Set of tasks |
1/ How much in illegal profits does the passage on the SEC insider trading settlement say Ahuja generated from the trades?
2/ Continue the passage on the SEC insider trading settlement, starting after its final sentence.

Reading passage |
+--

On April 20, 2026, the U.S. Securities and Exchange Commission reached a settlement with Rakesh Ahuja to resolve allegations that he engaged in insider trading by purchasing securities of three publicly traded companies while in possession of material nonpublic information (“MNPI”). According to the SEC, the trades were made in advance of material announcements by companies that he was researching for the investment advisory firm (“IA firm”) where he worked.
According to the SEC’s complaint, Ahuja was a senior associate for an unnamed New York-based IA firm when he obtained MNPI, including confidential clinical trial data, while researching investment opportunities for two pooled investment funds that his firm serviced. He allegedly breached his duty to the IA firm when he caused a brokerage account in the name of one of his close relatives to trade in securities of certain biopharmaceutical and biotechnology companies based on information that the IA firm agreed to keep in confidence. The improper securities trades were allegedly made “on at least four separate occasions in June 2022 and from May 2023 through July 2023.” Ahuja reportedly resigned from the firm in January 2024 after falsely claiming that he did not recognize his relative’s name on a list, compiled by FINRA, of individuals who were suspected of trading in securities based on confidential information obtained by the IA firm. According to the SEC, Ahuja generated approximately $65,000 in illegal profits from the trades.

+--

Dataset extract |

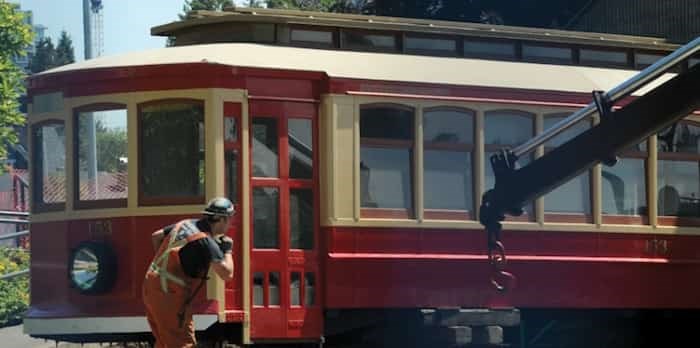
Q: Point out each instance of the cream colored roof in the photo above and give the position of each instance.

+--

Expected responses |
1/ Approximately $65,000.

2/
The SEC’s complaint, which was filed in the Southern District of New York, charged Ahuja with violating Section 10(b) of the Securities Exchange Act of 1934 and Rule 10b-5 thereunder. Ahuja reached a settlement with the SEC to resolve the charges by agreeing to be permanently enjoined from engaging in future securities law violations, without admitting or denying the SEC’s allegations. He was also enjoined from acting as or being associated with any investment adviser, broker, or dealer for a period of two years. The proposed judgment, which is subject to court approval, also ordered Ahuja to pay disgorgement of $65,404.25, prejudgment interest of $12,289.01, and a civil penalty of $65,404.25.